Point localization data
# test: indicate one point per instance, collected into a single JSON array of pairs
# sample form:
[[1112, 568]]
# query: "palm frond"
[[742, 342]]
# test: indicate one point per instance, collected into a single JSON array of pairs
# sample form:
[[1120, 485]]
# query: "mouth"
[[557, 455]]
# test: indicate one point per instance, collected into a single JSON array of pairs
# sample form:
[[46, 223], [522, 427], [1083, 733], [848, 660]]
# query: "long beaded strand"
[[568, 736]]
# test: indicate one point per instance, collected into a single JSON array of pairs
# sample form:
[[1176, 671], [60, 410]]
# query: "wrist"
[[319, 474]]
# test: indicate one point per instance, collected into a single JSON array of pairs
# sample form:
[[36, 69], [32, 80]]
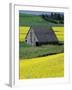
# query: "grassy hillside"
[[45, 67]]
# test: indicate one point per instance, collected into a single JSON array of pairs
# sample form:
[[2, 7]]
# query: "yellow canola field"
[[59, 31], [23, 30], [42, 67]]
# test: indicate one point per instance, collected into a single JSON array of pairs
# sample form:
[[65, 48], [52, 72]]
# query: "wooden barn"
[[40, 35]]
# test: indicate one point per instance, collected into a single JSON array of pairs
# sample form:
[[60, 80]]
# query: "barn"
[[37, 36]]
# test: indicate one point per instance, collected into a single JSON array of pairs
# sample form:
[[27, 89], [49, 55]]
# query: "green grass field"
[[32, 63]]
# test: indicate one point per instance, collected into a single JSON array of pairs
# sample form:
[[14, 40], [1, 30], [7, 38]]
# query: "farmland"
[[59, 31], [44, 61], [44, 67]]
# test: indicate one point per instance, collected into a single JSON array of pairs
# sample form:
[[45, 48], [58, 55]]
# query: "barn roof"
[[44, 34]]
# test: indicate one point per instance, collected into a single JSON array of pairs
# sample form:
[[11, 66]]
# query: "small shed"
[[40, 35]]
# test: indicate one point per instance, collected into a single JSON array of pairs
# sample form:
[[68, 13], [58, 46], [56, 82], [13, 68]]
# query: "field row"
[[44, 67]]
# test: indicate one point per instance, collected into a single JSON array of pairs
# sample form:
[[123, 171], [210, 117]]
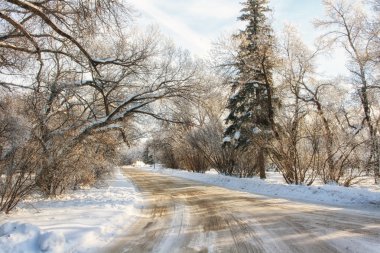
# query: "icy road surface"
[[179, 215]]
---
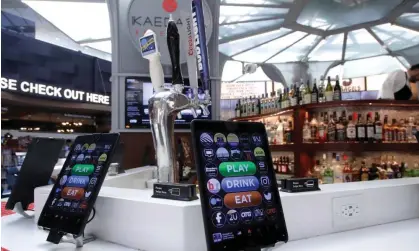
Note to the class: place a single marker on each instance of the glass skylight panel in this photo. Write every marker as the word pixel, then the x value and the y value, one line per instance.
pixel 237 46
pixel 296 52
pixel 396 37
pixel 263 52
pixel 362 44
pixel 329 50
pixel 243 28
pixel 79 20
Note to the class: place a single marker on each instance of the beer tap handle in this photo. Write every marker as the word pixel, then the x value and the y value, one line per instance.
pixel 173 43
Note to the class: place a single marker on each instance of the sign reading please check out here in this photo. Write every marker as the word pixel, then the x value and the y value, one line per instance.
--
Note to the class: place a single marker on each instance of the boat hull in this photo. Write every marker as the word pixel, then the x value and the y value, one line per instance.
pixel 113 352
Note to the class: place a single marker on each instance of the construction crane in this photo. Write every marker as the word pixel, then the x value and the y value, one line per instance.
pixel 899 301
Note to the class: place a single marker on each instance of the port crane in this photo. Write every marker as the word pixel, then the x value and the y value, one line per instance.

**What this task involves:** Of all the entries above, output exactly the lines between the one holding "of the boat" and the one holding "of the port", inclusive.

**Output for this task:**
Note to the class: place a single marker on each instance of the boat hull in this photo. Write every marker as the word pixel, then the x value and the y value, one line per instance.
pixel 113 352
Note to the class: place a single marker on each instance of the construction crane in this photo. Write every marker as the word pixel, then the x value and the y value, one line per instance.
pixel 899 301
Note to the class: place a single marker on each instance of the port crane in this photo. Write every marker as the word pixel, then the x value and the y value, one line per instance.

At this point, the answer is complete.